- **DO THIS**: Resume the passage about the bypass feeding tray and its wire, carrying on after its final sentence.

- **TEXT**:
##########
However, in the third modification, the looseness of the wire 81 is eliminated due to the biasing force (tensile force) of the tension spring 88 hooked on the intermediate portion of the wire 81. That is, even with the wire 81 loose, tension in accordance with the biasing force (tensile force) of the tension spring 88 is applied to the wire 81.

Also in the third modification, similarly to the above-described embodiment, when the openable member 71 shifts from a closed state where the openable member 71 is closed in an upright posture to an open state where the openable member 71 is open in an inclination posture with the bypass feeding tray 72 open, as illustrated in FIG. 19, the tension of the wire 81 between the bypass feeding tray 72 and the wire bracket 84 of the image forming apparatus main body 2 prevents the bypass feeding tray 72 from turning along with the opening of the openable member 71. As a result, due to the tension of the wire 81 between the bypass feeding tray 72 and the wire bracket 84, a sheet placement face 72a of the bypass feeding tray 72 is kept in any one of an upward inclination state, a horizontal state, and a slightly downward inclination state. In the upward inclination state, a leading end 72b of the bypass feeding tray 72 is located higher than a portion excluding the leading end 72b of the bypass feeding tray 72. In the slightly downward inclination state, the leading end 72b of the bypass feeding tray 72 is located lower than the portion excluding the leading end 72b of the bypass feeding tray 72 at the limit at which a sheet on the sheet placement face 72a does not slide out. As a result, as illustrated in FIG. 19, even if the openable member 71 is opened with the bypass feeding tray 72 open, the sheet placement face 72a of the bypass feeding tray 72 is kept in a substantially horizontal state. Thus, a disadvantage that the sheet slides off the bypass feeding tray 72 is solved.

FIG. 20 is an explanatory view of the wire 81 with the bypass feeding tray 72 closed and with the openable member 71 closed in the third modification.

The bypass feeding tray 72 according to the third modification also has a configuration such that the wire 81 is kept in a loose state at all times with the bypass feeding tray 72 closed. As a result, when the openable member 71 is opened and closed with the bypass feeding tray 72 remaining closed, the tension of the wire 81 does not affect the bypass feeding tray 72. Also in the third modification, the looseness of the wire 81 with the bypass feeding tray 72 closed is eliminated with the tension spring 88.
##########
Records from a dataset
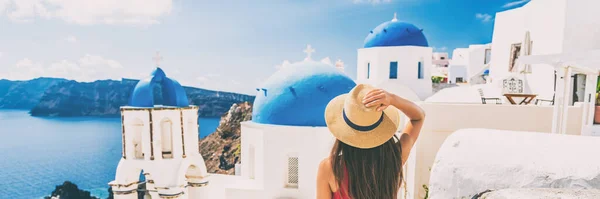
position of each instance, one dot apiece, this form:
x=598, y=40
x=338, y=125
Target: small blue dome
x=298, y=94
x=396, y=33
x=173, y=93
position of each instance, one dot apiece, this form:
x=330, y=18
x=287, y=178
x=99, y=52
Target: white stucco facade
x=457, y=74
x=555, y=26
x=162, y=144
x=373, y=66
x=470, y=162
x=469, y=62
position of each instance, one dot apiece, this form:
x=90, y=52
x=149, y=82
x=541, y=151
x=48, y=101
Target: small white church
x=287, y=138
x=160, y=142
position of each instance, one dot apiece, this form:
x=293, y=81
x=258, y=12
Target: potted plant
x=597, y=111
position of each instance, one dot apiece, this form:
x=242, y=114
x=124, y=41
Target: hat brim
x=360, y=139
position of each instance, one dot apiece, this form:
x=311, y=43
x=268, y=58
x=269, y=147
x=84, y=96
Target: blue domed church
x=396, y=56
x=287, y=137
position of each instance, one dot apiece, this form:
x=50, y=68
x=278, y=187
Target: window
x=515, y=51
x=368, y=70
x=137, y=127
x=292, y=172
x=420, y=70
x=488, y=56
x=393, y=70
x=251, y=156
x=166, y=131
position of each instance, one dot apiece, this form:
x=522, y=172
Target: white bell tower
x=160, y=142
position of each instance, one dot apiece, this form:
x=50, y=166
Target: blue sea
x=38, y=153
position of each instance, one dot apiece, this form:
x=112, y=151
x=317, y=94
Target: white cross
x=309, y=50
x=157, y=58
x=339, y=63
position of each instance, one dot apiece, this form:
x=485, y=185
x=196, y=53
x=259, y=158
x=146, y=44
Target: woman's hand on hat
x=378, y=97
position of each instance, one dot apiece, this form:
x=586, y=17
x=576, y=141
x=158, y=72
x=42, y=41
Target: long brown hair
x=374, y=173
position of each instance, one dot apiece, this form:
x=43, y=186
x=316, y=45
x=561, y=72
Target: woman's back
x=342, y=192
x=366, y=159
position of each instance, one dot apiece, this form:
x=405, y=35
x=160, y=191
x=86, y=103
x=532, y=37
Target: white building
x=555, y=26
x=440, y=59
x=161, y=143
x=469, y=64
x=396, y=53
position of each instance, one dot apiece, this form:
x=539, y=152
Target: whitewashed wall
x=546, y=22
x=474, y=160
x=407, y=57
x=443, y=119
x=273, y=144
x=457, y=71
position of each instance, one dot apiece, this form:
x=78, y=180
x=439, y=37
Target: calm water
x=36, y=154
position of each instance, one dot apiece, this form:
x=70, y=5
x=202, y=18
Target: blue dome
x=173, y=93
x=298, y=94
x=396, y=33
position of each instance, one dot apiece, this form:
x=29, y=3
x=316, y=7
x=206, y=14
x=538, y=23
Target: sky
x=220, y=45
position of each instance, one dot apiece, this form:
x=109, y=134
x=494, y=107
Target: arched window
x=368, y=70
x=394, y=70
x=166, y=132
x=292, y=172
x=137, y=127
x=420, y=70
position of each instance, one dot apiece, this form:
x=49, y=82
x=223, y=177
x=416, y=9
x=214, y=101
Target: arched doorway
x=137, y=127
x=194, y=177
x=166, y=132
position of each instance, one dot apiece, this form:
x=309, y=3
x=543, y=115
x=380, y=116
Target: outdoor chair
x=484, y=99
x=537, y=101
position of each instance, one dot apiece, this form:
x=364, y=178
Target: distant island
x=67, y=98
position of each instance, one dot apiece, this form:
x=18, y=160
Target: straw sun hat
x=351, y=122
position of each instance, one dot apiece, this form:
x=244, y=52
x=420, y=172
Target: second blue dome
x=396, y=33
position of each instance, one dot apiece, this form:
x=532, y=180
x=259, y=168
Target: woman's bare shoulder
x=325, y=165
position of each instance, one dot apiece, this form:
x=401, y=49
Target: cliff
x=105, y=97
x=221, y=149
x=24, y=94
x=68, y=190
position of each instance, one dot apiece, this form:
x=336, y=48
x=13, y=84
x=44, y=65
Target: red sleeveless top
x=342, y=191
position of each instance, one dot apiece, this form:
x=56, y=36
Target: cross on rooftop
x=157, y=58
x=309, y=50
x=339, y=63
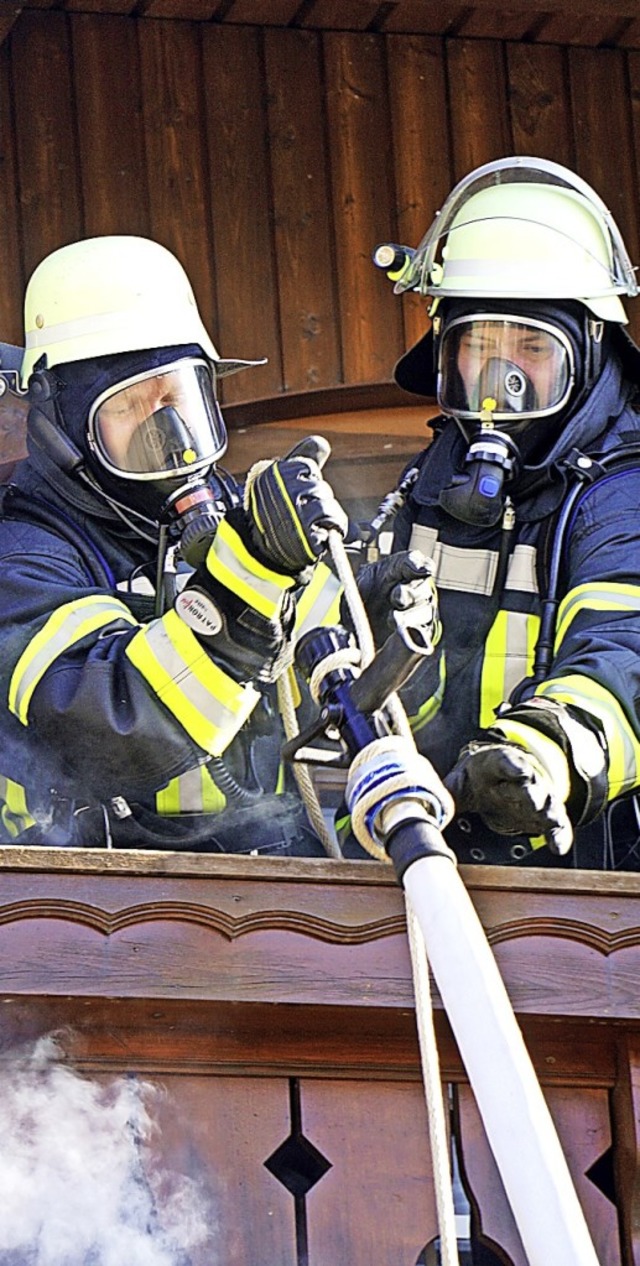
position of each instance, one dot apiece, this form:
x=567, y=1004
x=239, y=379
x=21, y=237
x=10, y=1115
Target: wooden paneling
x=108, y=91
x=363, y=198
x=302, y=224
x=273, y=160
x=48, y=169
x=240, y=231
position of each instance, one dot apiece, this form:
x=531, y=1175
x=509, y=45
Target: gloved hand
##########
- **EXERCISE ANSWER**:
In the above-described embodiment (including the above-described modifications, the same applies herein after), described has been an example in which the present invention is applied to the copier 1. The present invention, however, is not limited thereto, and thus may be applied to, for example, a printer.

The wire 81 of the third modification has a wire portion L accommodated in the bypass feeding tray 72, with the bypass feeding tray 72 open. The wire portion L at least ranges from the one end held by the wire holder 82 to the inside of the image forming apparatus main body 2 or the inside of the openable member 71. With this arrangement, similarly to the above-described embodiment, all or most of a portion of the wire 81 disposed outside the image forming apparatus is hidden in the bypass feeding tray 72. Thus, the wire 81 is less likely to be noticed by the user, resulting in reduction of a disadvantage that the aesthetic appearance is impaired due to expose of the wire 81 to the outside of the apparatus. Further, reduced can be a disadvantage that damage occurs due to touch of the wire 81 by a person or an object.

The embodiment and effects described above are some examples, and for example, specific effects can be exhibited for each of the aspects below.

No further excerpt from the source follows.